Recorded data:
....................

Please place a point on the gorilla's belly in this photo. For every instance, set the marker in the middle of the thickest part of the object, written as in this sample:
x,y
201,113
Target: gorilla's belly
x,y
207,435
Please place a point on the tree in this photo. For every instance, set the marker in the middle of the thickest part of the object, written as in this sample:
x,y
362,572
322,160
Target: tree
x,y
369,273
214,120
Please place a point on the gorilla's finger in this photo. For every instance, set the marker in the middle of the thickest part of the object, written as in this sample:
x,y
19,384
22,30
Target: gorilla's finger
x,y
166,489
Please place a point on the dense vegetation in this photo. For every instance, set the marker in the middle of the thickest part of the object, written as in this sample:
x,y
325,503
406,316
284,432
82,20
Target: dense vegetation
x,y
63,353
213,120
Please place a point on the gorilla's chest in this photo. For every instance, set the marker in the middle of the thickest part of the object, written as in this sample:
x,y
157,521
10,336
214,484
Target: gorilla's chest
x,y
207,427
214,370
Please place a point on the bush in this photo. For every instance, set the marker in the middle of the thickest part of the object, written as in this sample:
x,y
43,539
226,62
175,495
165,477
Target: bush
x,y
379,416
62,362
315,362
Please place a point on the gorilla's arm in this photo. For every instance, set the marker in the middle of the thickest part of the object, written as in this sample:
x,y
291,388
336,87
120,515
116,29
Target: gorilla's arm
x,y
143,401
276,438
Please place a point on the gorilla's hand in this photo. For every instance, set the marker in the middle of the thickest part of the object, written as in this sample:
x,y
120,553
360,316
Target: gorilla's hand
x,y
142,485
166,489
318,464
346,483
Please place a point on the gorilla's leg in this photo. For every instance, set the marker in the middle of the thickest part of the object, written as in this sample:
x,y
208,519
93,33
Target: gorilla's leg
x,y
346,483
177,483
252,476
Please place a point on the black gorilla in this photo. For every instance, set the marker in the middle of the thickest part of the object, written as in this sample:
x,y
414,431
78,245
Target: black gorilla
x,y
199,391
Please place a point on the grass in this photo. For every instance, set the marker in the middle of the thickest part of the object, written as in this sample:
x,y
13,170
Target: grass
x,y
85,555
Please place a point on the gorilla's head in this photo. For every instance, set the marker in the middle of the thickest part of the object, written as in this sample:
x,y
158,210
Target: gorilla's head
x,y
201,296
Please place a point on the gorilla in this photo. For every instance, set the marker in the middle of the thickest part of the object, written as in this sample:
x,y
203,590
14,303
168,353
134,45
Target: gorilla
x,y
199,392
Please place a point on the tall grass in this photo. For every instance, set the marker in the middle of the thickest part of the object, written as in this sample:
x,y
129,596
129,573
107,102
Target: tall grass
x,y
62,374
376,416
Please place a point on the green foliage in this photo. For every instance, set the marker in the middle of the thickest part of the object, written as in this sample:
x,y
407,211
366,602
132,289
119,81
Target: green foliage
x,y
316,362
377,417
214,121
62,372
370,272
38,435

....................

WHAT YOU WILL DO: Rewrite every one of the entries above with "thickest" replaced by "widest" wherever it occurs, keeping all other text unchanged.

EXERCISE SOLUTION:
Please place a point on the gorilla's belly in this photo. For every instance, set the marker in the middle of the widest part of the object, written as in this sample:
x,y
201,113
Target: gorilla's belly
x,y
207,435
Please place a point on the tree in this photo. For every instance, set the marker in the middle of the widest part of the object, written as in this sample:
x,y
362,572
322,160
Target: tree
x,y
369,273
214,120
Please place a point on the gorilla's finger in this photo. For every instance, set the marker in the middle of the widest part of the object, written as in this sample:
x,y
19,384
22,30
Target: gorilla's finger
x,y
166,489
Please place a point on the dense vegetation in this photo. For every instance, set the marker in the middle of the widest part of the object, written as in this sample:
x,y
325,503
406,316
284,432
82,20
Target: dense vegetation
x,y
63,353
213,120
Please place a point on the gorilla's chest in this photo. For every instance, set the marker in the middle of the widest part of the object, written as in this sample:
x,y
157,521
10,336
214,484
Target: gorilla's chest
x,y
207,427
214,370
Please place a point on the bush in this photo. For every instance, set the marker in the middle of the widest part of the object, written as in this sample:
x,y
43,539
226,62
175,495
165,477
Target: bush
x,y
379,416
62,362
315,362
Please place a point on the gorilla's arm in this photo. For every instance, set the marker in the middle of the widest part of the object, written as in this sample:
x,y
291,388
336,87
120,515
116,29
Target: gorilla's arm
x,y
143,401
276,438
Please place a point on the gorilla's hand in this photo. For every instance, set the marker in the middle of the widest part of the object, written as in this sample:
x,y
120,553
360,316
Target: gorilla's hand
x,y
142,485
166,489
318,464
346,483
Please place a point on the gorilla's leg in this photo. For every instance, set the marker in the middle of the widest part of the object, written as in this sample:
x,y
208,519
93,33
Target: gorilla's leg
x,y
346,483
177,483
252,476
Please place a point on the black gorilla in this photo. For every instance, set the marker in the middle of the widest part of the object, written as in this sample:
x,y
414,431
78,245
Target: black gorilla
x,y
199,391
Please place a point on the grass in this photo. For every instance, set the marker in the middle of the widest part of the object, written as in this sample:
x,y
13,170
Target: grass
x,y
85,555
Please place a point on the gorilla's head in this photo. For every instance, set the marker in the middle of the widest part of the object, written as in this sample:
x,y
158,210
Target: gorilla's head
x,y
201,296
Please place a point on the gorilla in this photo. For every instance, set the marker in the middle of the widest part of the object, written as in this sample:
x,y
203,590
14,303
168,353
134,45
Target: gorilla
x,y
199,392
Please place a point on the tall grass in this photo. For every instance, set the marker in the middle of the widest part of the object, written as in this sample:
x,y
129,596
129,573
107,102
Target: tall grass
x,y
62,374
376,416
Please place a point on the green foliage in this photo. For every instance, set the marker in the middle of the widest part of the object, written as in this sample:
x,y
407,211
366,602
132,289
119,81
Target: green foliage
x,y
316,362
377,417
214,121
62,372
370,272
38,435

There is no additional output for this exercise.